## Begin GIVEN DATA
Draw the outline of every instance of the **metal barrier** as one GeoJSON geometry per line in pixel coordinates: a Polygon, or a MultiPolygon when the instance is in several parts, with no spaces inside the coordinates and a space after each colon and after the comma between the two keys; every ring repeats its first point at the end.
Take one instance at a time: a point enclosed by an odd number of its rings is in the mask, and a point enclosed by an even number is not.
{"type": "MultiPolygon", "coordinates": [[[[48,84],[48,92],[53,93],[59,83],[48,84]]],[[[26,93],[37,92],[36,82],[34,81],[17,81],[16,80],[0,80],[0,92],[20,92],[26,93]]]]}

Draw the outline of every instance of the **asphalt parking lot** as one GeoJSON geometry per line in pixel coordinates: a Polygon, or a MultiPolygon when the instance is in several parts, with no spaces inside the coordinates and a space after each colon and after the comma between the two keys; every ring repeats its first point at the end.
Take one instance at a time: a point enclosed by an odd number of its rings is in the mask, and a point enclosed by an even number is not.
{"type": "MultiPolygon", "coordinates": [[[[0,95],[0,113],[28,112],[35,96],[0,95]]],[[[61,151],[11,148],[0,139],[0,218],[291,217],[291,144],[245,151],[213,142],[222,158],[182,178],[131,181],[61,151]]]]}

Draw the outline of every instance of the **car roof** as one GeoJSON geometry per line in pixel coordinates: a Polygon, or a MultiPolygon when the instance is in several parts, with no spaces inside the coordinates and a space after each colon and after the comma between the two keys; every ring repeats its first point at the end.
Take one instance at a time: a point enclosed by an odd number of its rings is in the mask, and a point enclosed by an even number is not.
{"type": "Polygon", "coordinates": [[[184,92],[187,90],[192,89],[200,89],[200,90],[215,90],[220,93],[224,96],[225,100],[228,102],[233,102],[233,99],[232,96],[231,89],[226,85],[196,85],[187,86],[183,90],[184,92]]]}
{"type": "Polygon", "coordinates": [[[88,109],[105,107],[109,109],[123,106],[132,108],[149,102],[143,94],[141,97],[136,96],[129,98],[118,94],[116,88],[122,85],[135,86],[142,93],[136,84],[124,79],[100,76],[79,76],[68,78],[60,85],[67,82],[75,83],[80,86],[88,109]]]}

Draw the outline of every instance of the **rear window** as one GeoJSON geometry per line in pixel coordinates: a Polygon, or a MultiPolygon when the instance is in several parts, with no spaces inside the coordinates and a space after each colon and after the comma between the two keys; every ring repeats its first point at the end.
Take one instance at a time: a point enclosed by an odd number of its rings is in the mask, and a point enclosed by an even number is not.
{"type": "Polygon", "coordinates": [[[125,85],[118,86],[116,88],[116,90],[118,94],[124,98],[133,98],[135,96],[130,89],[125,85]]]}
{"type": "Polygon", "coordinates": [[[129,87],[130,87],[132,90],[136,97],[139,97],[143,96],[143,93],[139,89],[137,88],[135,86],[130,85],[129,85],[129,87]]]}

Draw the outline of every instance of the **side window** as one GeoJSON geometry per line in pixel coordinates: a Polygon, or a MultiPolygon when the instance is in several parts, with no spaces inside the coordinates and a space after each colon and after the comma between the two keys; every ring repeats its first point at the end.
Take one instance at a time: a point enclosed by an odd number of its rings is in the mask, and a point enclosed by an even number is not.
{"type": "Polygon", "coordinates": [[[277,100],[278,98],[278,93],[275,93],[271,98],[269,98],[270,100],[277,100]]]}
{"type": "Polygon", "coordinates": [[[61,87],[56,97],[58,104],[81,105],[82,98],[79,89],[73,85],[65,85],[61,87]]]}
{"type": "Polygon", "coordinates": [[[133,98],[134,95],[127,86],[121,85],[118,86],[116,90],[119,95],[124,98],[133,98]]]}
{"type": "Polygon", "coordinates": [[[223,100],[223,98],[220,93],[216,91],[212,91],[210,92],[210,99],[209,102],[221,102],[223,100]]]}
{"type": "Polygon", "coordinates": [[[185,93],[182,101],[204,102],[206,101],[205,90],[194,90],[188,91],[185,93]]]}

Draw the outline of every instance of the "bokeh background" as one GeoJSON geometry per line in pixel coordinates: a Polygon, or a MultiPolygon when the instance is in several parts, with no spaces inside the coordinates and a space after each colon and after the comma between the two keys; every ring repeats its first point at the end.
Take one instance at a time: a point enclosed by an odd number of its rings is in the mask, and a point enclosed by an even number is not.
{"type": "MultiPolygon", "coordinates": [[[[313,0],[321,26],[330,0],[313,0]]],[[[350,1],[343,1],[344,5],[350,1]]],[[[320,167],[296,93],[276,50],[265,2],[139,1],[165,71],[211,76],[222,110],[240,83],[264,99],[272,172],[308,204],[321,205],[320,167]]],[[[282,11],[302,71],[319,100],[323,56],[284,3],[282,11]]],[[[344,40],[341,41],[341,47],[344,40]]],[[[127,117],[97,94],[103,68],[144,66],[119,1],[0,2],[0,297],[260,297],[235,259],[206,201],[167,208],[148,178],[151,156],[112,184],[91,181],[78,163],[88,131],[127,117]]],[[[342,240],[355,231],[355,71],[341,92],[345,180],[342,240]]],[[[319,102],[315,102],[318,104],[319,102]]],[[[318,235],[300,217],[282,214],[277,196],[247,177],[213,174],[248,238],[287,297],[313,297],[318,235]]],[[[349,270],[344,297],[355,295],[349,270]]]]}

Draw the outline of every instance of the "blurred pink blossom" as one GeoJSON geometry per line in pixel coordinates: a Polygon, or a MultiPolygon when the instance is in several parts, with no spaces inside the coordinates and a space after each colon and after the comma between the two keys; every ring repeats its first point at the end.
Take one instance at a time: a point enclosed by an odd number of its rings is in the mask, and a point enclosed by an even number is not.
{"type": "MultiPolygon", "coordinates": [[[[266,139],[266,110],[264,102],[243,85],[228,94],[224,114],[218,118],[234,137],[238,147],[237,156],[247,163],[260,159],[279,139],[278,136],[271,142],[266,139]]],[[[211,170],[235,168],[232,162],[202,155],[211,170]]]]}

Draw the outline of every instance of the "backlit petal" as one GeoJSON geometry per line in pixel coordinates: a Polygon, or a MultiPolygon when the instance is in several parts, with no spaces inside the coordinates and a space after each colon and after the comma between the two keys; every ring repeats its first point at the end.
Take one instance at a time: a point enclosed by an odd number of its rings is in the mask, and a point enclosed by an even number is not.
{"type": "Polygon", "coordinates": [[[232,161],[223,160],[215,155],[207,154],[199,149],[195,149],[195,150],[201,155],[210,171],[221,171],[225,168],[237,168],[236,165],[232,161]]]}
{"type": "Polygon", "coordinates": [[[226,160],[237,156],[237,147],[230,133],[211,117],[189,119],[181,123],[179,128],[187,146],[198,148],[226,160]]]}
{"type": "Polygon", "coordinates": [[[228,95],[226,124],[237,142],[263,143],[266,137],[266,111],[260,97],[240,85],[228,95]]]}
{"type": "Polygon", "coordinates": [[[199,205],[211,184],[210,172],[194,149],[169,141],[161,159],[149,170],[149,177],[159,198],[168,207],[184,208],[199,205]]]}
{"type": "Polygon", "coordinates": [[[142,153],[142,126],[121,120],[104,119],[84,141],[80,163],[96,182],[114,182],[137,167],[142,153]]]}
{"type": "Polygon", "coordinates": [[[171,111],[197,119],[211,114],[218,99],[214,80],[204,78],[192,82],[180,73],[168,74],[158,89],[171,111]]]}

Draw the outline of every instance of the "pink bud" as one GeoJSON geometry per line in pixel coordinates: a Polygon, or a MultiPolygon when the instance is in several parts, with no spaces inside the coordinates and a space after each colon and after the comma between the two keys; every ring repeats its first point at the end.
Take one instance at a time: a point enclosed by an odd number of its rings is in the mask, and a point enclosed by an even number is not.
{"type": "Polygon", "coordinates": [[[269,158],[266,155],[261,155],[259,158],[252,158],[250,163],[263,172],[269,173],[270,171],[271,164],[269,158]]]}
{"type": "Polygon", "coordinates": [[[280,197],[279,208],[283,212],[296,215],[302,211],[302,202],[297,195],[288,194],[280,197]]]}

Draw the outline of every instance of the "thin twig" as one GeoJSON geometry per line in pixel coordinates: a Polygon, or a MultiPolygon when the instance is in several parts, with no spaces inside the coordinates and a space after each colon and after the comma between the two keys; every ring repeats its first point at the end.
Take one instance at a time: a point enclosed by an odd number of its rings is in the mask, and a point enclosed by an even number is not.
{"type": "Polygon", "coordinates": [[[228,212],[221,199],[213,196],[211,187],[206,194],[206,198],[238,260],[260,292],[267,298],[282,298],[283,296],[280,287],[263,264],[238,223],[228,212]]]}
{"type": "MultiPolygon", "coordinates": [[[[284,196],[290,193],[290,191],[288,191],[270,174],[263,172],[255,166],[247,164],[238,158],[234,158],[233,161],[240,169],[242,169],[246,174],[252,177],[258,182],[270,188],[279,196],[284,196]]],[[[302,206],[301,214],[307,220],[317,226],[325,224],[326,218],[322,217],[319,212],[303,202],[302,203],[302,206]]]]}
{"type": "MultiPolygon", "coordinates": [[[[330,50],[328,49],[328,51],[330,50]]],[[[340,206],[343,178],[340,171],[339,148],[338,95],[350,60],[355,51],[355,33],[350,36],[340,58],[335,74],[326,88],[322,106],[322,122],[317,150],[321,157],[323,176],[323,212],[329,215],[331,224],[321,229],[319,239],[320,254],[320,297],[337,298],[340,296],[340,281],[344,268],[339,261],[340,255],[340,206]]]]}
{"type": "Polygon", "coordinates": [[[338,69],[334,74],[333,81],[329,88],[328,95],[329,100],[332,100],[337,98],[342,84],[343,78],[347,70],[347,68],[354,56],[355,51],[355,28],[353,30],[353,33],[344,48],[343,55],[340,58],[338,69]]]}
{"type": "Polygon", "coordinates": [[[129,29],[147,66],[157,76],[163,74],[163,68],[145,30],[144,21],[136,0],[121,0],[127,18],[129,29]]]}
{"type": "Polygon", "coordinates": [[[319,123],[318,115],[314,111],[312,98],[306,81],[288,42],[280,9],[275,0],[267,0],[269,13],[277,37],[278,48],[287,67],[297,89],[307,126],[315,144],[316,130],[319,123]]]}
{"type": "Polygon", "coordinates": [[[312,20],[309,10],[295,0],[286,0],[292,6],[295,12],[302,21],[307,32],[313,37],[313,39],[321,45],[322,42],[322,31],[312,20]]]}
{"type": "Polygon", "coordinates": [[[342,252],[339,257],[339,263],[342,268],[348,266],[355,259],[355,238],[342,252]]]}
## End GIVEN DATA
## AIM
Pull out every line of the items above that contains the word "background", with uppercase and lowercase letters matching.

## SOLUTION TO THIS PROBLEM
Draw the outline of every instance of the "bokeh background" as one GeoJSON geometry per line in pixel coordinates: a Polygon, or a MultiPolygon when the instance is in several parts, with no spaces inside the coordinates and a space after each colon and after the comma between the two keys; every ring repeats its first point at the end.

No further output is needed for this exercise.